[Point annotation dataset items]

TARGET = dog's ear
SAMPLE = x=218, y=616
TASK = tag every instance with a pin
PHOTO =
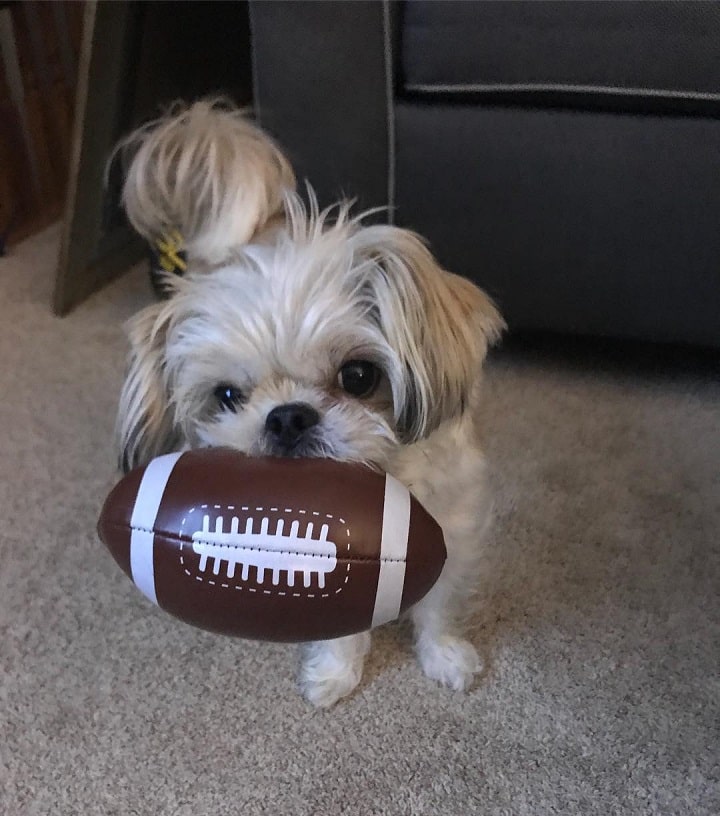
x=439, y=324
x=145, y=426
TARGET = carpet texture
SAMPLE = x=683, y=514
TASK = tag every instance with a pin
x=600, y=626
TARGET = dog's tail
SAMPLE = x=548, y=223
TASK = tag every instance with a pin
x=206, y=172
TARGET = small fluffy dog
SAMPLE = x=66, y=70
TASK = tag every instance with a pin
x=304, y=333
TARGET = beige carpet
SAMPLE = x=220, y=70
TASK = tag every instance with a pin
x=601, y=626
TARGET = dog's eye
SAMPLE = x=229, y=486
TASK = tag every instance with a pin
x=359, y=378
x=227, y=396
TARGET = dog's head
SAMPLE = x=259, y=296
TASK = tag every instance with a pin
x=332, y=339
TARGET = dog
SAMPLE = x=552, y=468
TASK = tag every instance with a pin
x=306, y=333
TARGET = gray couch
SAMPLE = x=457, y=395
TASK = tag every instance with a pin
x=564, y=155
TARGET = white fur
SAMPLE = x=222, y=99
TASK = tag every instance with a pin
x=275, y=309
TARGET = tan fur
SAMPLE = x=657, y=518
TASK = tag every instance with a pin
x=276, y=312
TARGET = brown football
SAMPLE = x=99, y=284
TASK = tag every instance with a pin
x=273, y=549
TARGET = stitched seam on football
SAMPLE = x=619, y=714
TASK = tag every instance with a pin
x=187, y=540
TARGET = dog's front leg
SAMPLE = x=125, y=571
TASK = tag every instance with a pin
x=443, y=653
x=331, y=669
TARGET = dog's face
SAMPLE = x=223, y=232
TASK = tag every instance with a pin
x=336, y=341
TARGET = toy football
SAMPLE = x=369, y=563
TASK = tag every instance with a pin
x=269, y=548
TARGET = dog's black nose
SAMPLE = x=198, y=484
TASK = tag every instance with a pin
x=285, y=424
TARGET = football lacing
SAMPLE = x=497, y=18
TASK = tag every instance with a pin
x=264, y=550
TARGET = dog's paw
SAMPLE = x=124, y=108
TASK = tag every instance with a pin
x=450, y=660
x=331, y=670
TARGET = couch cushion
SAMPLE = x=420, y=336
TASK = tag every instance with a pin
x=637, y=48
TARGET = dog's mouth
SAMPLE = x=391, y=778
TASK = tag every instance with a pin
x=309, y=446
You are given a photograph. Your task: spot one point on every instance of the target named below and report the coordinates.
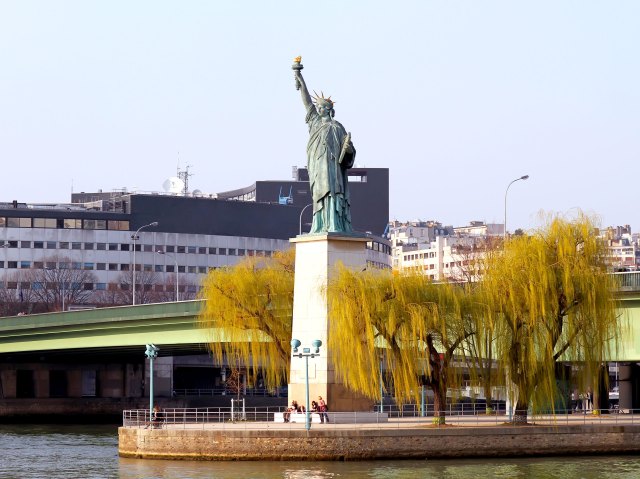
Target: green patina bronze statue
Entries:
(330, 154)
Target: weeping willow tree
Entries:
(248, 315)
(416, 324)
(548, 296)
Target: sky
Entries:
(456, 98)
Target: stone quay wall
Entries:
(364, 444)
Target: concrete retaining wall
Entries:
(376, 444)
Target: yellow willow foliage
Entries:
(378, 313)
(248, 315)
(548, 297)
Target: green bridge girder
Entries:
(174, 326)
(123, 326)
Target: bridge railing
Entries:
(263, 417)
(253, 392)
(627, 280)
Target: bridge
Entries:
(99, 353)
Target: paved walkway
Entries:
(411, 422)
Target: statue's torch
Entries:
(297, 66)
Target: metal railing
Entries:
(252, 392)
(264, 418)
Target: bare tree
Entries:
(61, 286)
(145, 283)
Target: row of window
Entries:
(158, 268)
(76, 245)
(375, 246)
(158, 288)
(64, 223)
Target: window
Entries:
(19, 222)
(44, 223)
(72, 224)
(118, 225)
(95, 224)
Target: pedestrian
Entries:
(322, 408)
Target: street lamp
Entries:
(152, 353)
(505, 203)
(300, 229)
(306, 354)
(4, 245)
(134, 237)
(176, 270)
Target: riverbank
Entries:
(266, 441)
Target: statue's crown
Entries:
(320, 99)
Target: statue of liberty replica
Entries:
(330, 154)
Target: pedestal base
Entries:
(317, 257)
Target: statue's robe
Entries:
(327, 162)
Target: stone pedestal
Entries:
(316, 259)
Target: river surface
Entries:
(89, 451)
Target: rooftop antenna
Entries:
(184, 176)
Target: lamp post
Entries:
(306, 354)
(4, 245)
(152, 353)
(134, 237)
(300, 229)
(175, 261)
(524, 177)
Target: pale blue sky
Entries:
(457, 98)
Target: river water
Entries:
(89, 451)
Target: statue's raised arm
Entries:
(300, 84)
(330, 153)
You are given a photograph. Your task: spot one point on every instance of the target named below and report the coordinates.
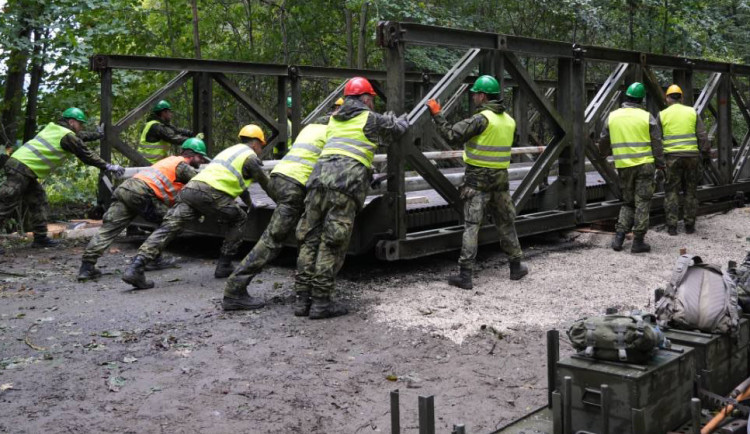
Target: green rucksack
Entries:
(619, 338)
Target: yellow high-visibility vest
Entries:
(152, 151)
(629, 136)
(348, 138)
(224, 172)
(491, 148)
(301, 158)
(43, 153)
(678, 129)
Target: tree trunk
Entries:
(196, 34)
(12, 99)
(349, 41)
(361, 54)
(37, 70)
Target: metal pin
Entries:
(427, 414)
(395, 413)
(567, 405)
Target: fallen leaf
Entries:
(115, 383)
(110, 334)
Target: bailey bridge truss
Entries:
(559, 180)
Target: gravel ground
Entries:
(98, 357)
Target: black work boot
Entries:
(302, 304)
(639, 246)
(224, 267)
(617, 241)
(324, 307)
(135, 276)
(42, 241)
(462, 279)
(518, 269)
(161, 263)
(237, 298)
(88, 271)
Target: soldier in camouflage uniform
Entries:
(633, 137)
(36, 159)
(149, 194)
(213, 192)
(159, 135)
(487, 137)
(337, 189)
(287, 181)
(685, 144)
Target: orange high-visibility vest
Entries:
(161, 177)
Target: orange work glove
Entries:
(434, 106)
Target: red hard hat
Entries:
(358, 86)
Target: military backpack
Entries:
(699, 296)
(619, 338)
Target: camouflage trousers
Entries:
(323, 232)
(500, 205)
(131, 199)
(683, 173)
(637, 186)
(290, 199)
(19, 189)
(197, 199)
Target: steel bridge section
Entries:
(566, 109)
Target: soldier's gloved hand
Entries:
(434, 106)
(659, 176)
(468, 192)
(116, 170)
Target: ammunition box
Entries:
(721, 361)
(652, 398)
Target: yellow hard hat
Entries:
(252, 131)
(674, 89)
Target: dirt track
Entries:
(97, 357)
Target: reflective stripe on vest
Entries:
(152, 151)
(678, 127)
(629, 136)
(224, 172)
(299, 162)
(491, 148)
(348, 138)
(43, 153)
(161, 177)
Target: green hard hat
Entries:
(486, 84)
(75, 113)
(636, 90)
(196, 145)
(162, 105)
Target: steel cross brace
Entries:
(247, 102)
(538, 171)
(419, 119)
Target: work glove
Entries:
(659, 176)
(434, 106)
(116, 170)
(468, 192)
(376, 181)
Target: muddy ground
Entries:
(97, 357)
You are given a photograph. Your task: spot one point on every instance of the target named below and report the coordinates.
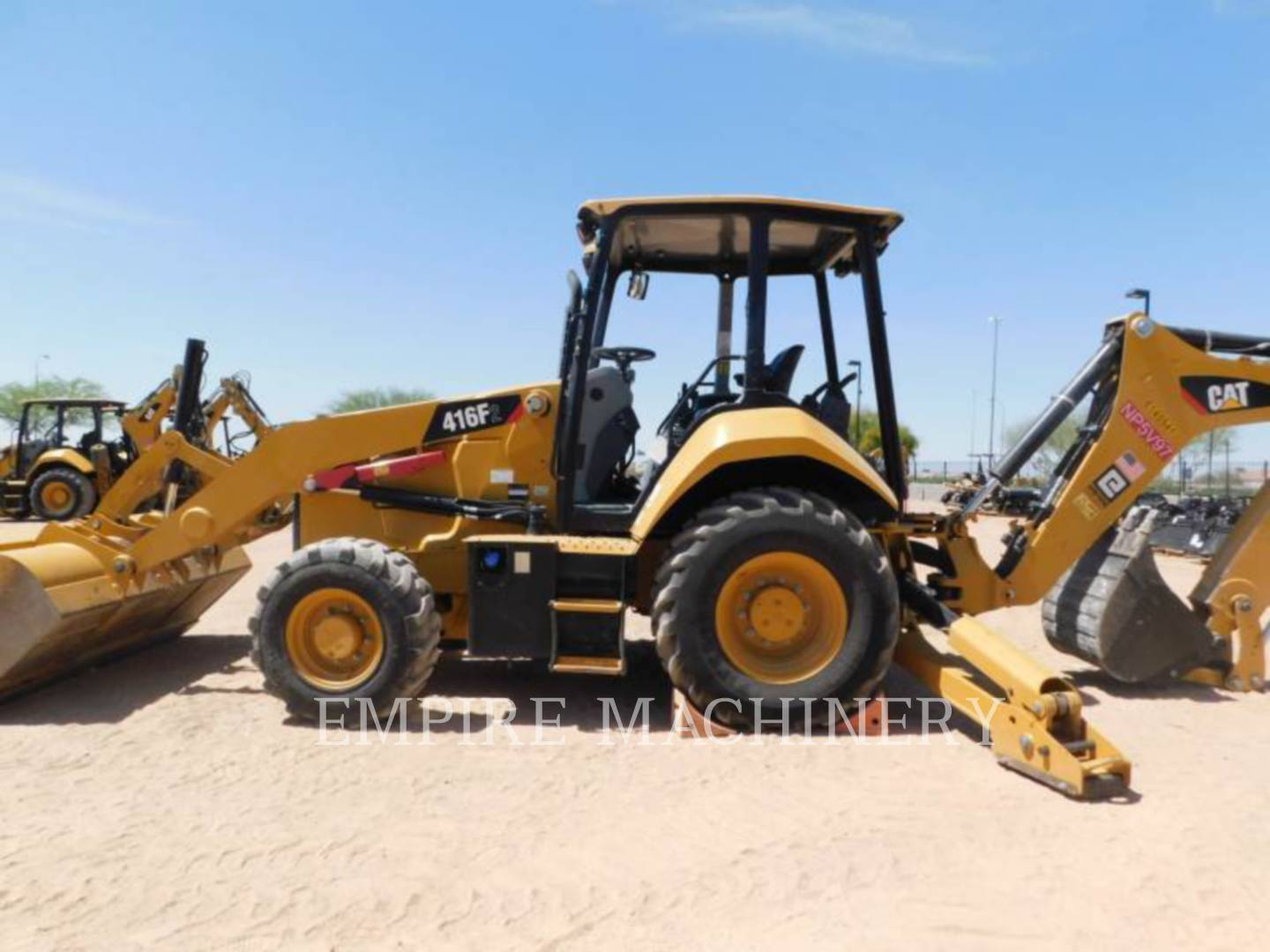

# Stated task
Rewrite every line from the start of the items through the line with "x=332, y=339", requests included, scaling each coordinate in the pinned answer points by 2.1 and rounding to whole numbers, halves up. Leave the sample coordinates unchanged, and omit the pictures.

# Output for this exercise
TARGET = dog's ear
SAMPLE = x=218, y=616
TASK = tag every instance with a pin
PHOTO =
x=922, y=680
x=305, y=895
TARGET = carpet texture
SAMPLE = x=683, y=514
TASK = tag every instance with a pin
x=1260, y=1315
TARGET = dog's tail
SAMPLE = x=548, y=223
TASK = tag every instance with a pin
x=433, y=361
TARGET = small fluffy dog
SAMPLE = x=66, y=70
TASK = tag every instance with a pin
x=638, y=699
TARGET = beige carpet
SAMPLE = x=220, y=70
TASK = tag every instance with a pin
x=1262, y=1315
TARGET = dog's eye
SAMPLE = x=229, y=486
TASK = tag every instance with a pin
x=754, y=794
x=477, y=832
TARGET = dog's head
SAMPLE = x=259, y=296
TASK = tag every instance with a pin
x=697, y=712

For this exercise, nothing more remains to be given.